### [Work item A]
From the notes on Ohio higher education bills, return the stretch from "SB 5 - Grants" through "Housing Finance Agency." word for word.
### [Work item B]
In the notes on Ohio higher education bills, rewrite the paragraph beginning "SB 5 - Grants for Grads" as a short list that keeps its main facts.
### [Work item C]
According to the notes on Ohio higher education bills, which committee is SB 69 currently sitting in?

HJR 12 - Implementation of the Third Frontier Program. From the public House website, it describes this resolution as such, "to permit the issuance of additional general obligation bonds to fund research and development." In English, that means the Third Frontier Program would be permitted to be on the ballot for more money than the last time it was authorized in 2002. AICUO and other higher education groups support this initiative and supports increasing the amount of money permitted to be distributed through the Third Frontier Program.

SB 5 - Grants for Grads. Another initiative to retain graduates in Ohio, but this one made it through because it doesn't draw money from the General Revenue Fund and isn't going to be shelling out as much because the pool will be smaller than other bills. The bill will issue a grant to recent graduates interested in purchasing their first home. The money can be used for a downpayment or closing costs. Amounts are stair-stepped by degree received...$2,500 for associate, $5,000 for baccalaureate, and a whopping $10,000 for a post-graduate degree. The bill was rolled into the budget. For information, contact the Ohio Housing Finance Agency.

SB 69 - Vaccination requirements for students living on-campus (meningitis and hepatitis B). The sponsor, Senator Gary Cates (R - West Chester), has been working with AICUO and other higher education groups to ensure that the cost of implementing this legislation wouldn't be a gigantic burden on their budgets. With recent cuts, colleges are fearful of any "unfunded mandates" placed upon them. Once the issue of cost is resolved, I assume the interested parties will continue to discuss the timing of the vaccinations and whether requiring them immediately before college is the most effective or if requiring them at an earlier age would be. It is currently sitting in the House Health Committee.

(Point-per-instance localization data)
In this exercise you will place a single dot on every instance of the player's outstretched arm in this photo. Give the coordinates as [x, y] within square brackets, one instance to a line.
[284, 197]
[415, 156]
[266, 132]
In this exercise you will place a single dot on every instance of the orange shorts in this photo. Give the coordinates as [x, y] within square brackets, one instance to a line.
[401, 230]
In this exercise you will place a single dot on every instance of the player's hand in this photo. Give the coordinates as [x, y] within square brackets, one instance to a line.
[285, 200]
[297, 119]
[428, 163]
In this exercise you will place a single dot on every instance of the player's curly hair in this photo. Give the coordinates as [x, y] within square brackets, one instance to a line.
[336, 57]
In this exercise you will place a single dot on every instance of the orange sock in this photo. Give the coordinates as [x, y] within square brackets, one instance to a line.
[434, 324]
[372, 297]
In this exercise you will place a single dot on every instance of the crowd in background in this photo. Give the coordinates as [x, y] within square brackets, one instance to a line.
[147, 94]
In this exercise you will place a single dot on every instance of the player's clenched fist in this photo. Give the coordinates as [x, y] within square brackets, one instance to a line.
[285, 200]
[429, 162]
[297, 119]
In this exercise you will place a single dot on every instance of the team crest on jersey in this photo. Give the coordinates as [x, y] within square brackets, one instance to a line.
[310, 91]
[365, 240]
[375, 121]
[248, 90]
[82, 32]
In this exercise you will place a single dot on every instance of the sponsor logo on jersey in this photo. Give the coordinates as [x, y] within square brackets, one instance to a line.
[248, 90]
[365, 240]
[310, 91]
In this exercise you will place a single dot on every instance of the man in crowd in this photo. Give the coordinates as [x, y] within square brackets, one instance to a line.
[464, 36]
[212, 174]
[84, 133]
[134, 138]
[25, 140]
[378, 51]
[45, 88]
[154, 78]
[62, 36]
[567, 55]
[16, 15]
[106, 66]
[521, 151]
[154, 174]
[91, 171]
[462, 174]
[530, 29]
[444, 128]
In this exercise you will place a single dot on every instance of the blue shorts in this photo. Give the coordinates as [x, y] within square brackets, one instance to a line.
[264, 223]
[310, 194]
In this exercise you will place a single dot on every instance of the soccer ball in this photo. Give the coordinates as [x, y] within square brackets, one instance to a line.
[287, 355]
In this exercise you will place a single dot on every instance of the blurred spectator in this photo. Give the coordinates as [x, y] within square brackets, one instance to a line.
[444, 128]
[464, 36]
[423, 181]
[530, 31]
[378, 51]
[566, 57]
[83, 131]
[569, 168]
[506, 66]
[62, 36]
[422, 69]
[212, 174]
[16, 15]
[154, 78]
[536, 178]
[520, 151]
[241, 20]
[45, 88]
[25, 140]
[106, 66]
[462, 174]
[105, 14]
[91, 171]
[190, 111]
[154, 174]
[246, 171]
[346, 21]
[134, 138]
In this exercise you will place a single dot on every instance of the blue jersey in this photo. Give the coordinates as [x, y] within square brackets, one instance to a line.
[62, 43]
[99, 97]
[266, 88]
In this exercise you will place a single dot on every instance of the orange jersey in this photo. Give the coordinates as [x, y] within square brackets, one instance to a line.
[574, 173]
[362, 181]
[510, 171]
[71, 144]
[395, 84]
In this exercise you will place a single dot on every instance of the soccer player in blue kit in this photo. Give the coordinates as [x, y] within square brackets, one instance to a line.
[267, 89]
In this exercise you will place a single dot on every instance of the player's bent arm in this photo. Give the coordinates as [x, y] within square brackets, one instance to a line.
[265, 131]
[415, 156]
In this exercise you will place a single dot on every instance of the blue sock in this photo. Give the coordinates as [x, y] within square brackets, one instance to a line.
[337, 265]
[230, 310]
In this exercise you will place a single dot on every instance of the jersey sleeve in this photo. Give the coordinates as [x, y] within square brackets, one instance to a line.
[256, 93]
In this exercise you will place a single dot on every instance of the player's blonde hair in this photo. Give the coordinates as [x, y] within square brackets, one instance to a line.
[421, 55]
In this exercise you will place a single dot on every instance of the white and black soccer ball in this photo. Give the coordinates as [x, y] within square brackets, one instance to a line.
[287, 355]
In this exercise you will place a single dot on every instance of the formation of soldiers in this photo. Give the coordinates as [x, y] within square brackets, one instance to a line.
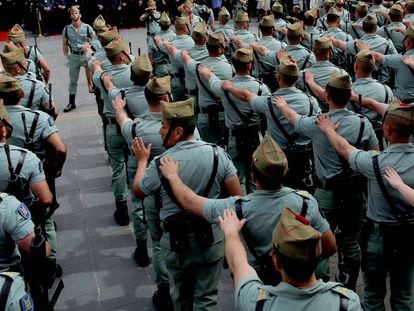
[295, 137]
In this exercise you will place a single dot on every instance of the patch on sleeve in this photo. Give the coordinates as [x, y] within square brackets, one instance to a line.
[23, 211]
[26, 303]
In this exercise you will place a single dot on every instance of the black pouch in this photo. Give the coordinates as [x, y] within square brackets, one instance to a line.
[177, 226]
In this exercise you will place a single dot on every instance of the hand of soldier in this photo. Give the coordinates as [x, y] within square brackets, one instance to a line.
[325, 124]
[141, 152]
[230, 224]
[169, 167]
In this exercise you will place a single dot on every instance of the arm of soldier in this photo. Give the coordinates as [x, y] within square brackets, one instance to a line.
[398, 184]
[235, 253]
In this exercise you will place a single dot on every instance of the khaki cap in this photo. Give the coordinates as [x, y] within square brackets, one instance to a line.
[340, 79]
[244, 55]
[9, 84]
[242, 17]
[288, 67]
[295, 30]
[371, 19]
[323, 43]
[142, 66]
[366, 57]
[16, 34]
[277, 7]
[269, 159]
[164, 19]
[199, 31]
[216, 39]
[99, 23]
[268, 21]
[397, 9]
[115, 47]
[12, 58]
[176, 110]
[159, 86]
[295, 238]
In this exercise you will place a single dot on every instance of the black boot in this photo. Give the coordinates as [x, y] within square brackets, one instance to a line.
[71, 104]
[162, 299]
[121, 213]
[141, 254]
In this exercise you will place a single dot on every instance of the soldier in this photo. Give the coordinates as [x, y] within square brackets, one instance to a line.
[17, 36]
[242, 123]
[74, 36]
[190, 241]
[389, 217]
[334, 178]
[261, 209]
[159, 59]
[296, 249]
[36, 96]
[147, 126]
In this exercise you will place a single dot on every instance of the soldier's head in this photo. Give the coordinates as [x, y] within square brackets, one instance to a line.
[267, 25]
[157, 90]
[297, 246]
[288, 72]
[338, 90]
[269, 165]
[398, 124]
[141, 70]
[242, 60]
[178, 122]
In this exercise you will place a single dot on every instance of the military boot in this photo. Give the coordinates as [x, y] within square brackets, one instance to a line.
[162, 299]
[121, 213]
[71, 104]
[141, 254]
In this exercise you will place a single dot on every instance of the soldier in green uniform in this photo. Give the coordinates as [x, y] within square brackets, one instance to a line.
[191, 247]
[261, 209]
[74, 36]
[160, 59]
[242, 122]
[296, 249]
[147, 126]
[389, 217]
[334, 178]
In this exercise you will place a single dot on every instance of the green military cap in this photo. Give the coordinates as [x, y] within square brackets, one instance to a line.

### [Response box A]
SB 5 - Grants for Grads. Another initiative to retain graduates in Ohio, but this one made it through because it doesn't draw money from the General Revenue Fund and isn't going to be shelling out as much because the pool will be smaller than other bills. The bill will issue a grant to recent graduates interested in purchasing their first home. The money can be used for a downpayment or closing costs. Amounts are stair-stepped by degree received...$2,500 for associate, $5,000 for baccalaureate, and a whopping $10,000 for a post-graduate degree. The bill was rolled into the budget. For information, contact the Ohio Housing Finance Agency.

### [Response box B]
- SB 5 is another effort to keep graduates in Ohio. It passed because it doesn't draw money from the General Revenue Fund and will pay out less, since its pool is smaller than other bills'.
- It gives grants to recent graduates buying their first home. The money can go toward a down payment or closing costs.
- Amounts depend on the degree: $2,500 for associate, $5,000 for baccalaureate, and $10,000 for post-graduate.
- The bill was rolled into the budget.
- For information, contact the Ohio Housing Finance Agency.

### [Response box C]
The House Health Committee.